**** RECORDED INFORMATION
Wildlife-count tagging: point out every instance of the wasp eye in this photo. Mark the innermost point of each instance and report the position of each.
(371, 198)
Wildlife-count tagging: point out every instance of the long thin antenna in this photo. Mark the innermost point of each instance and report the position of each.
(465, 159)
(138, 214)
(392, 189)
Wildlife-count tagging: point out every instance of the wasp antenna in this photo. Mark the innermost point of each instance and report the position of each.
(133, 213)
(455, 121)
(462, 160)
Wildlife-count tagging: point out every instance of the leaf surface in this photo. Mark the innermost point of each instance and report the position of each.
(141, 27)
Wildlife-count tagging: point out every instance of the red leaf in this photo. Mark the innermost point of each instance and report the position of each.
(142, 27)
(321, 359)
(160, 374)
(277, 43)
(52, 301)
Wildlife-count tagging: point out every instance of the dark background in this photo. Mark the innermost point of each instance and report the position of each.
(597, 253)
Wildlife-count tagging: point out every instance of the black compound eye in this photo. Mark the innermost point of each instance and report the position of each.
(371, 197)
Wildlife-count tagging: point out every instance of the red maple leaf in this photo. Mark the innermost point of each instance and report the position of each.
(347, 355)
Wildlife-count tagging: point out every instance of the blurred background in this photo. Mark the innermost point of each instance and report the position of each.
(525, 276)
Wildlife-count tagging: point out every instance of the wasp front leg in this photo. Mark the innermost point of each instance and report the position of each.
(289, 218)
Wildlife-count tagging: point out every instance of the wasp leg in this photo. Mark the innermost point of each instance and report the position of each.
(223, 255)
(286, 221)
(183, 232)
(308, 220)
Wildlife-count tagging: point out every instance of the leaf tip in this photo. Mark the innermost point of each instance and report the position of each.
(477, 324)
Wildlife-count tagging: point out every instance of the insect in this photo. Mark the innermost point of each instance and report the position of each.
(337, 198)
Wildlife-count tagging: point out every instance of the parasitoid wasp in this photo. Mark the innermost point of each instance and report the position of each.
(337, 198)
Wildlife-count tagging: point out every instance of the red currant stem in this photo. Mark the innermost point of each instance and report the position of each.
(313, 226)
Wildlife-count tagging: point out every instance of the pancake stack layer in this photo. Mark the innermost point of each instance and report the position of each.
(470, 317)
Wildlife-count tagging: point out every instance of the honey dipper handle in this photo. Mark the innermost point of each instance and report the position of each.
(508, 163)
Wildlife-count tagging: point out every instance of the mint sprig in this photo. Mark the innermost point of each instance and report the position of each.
********
- [EXERCISE BRIEF]:
What you write must be identical to the material above.

- [WRITTEN SOLUTION]:
Wildlife-count tagging: point out every instance of the wasp eye in this photo. Mark the innermost point of each instance and report the position of each.
(371, 198)
Wildlife-count tagging: point out every instance of the long thin antenna in this photo. Mark the innermost point of each instance and report the position of each.
(465, 159)
(138, 214)
(392, 189)
Wildlife-count tagging: point out every instance of the wasp antenna in this photo. Mark the innermost point of each instance and report the position of each.
(133, 213)
(455, 121)
(462, 160)
Wildlife-count tagging: point out every instance of the leaf surface in this photo. Mark the innermost point of each instance and report the position of each.
(141, 27)
Wildlife-count tagging: point out every instance of the red leaf in this photo. Mark the innermost point of each instance and report the position of each.
(142, 27)
(321, 359)
(160, 374)
(277, 43)
(52, 301)
Wildlife-count tagging: point out every instance of the dark background in this photo. Mark the innermost point of each instance and report the position of each.
(597, 253)
Wildlife-count tagging: point out every instance of the black compound eye in this photo. Mark the innermost point of each instance and report the position of each.
(371, 197)
Wildlife-count tagging: point out every instance of the red maple leaf in this photo. Mark the innermost point of each instance and report the position of each.
(347, 355)
Wildlife-count tagging: point out every instance of the blurred background in this photo. Mark the innermost point of each instance and report the position of each.
(525, 276)
Wildlife-count tagging: point out every instance of the wasp front leg in this photo. Mark the innermost point of each instance and report the position of each.
(289, 218)
Wildlife-count tagging: point out every instance of the wasp leg in this photo. Mark the innermost point of each instance and report the position of each.
(223, 255)
(286, 221)
(183, 232)
(308, 220)
Wildlife-count tagging: point out every instance of the leaf tip in this photo. Mark the innermost point of each instance and report the position of each.
(477, 324)
Wildlife-count tagging: point out every instance of the insect in this photo. Mark the innermost point of each instance and report the position of each.
(337, 198)
Wildlife-count tagging: point out every instance of the parasitoid wasp in this photo. Mark the innermost point of each instance and report the position of each.
(337, 198)
Wildlife-count tagging: point out every instance of the red currant stem in this photo. Mark the innermost point of each instance and report the position of each.
(313, 226)
Wildlife-count tagging: point out every instance of the pancake stack layer in this photo. Mark the innermost point of each instance and report the position of each.
(470, 317)
Wildlife-count tagging: point out every instance of the honey dipper handle in this photo. Mark the innermost point of each instance and report the position of each.
(508, 163)
Wildlife-count tagging: point out every instance of the mint sprig in this photo. Mark the innermost point of each instance and report the position of each.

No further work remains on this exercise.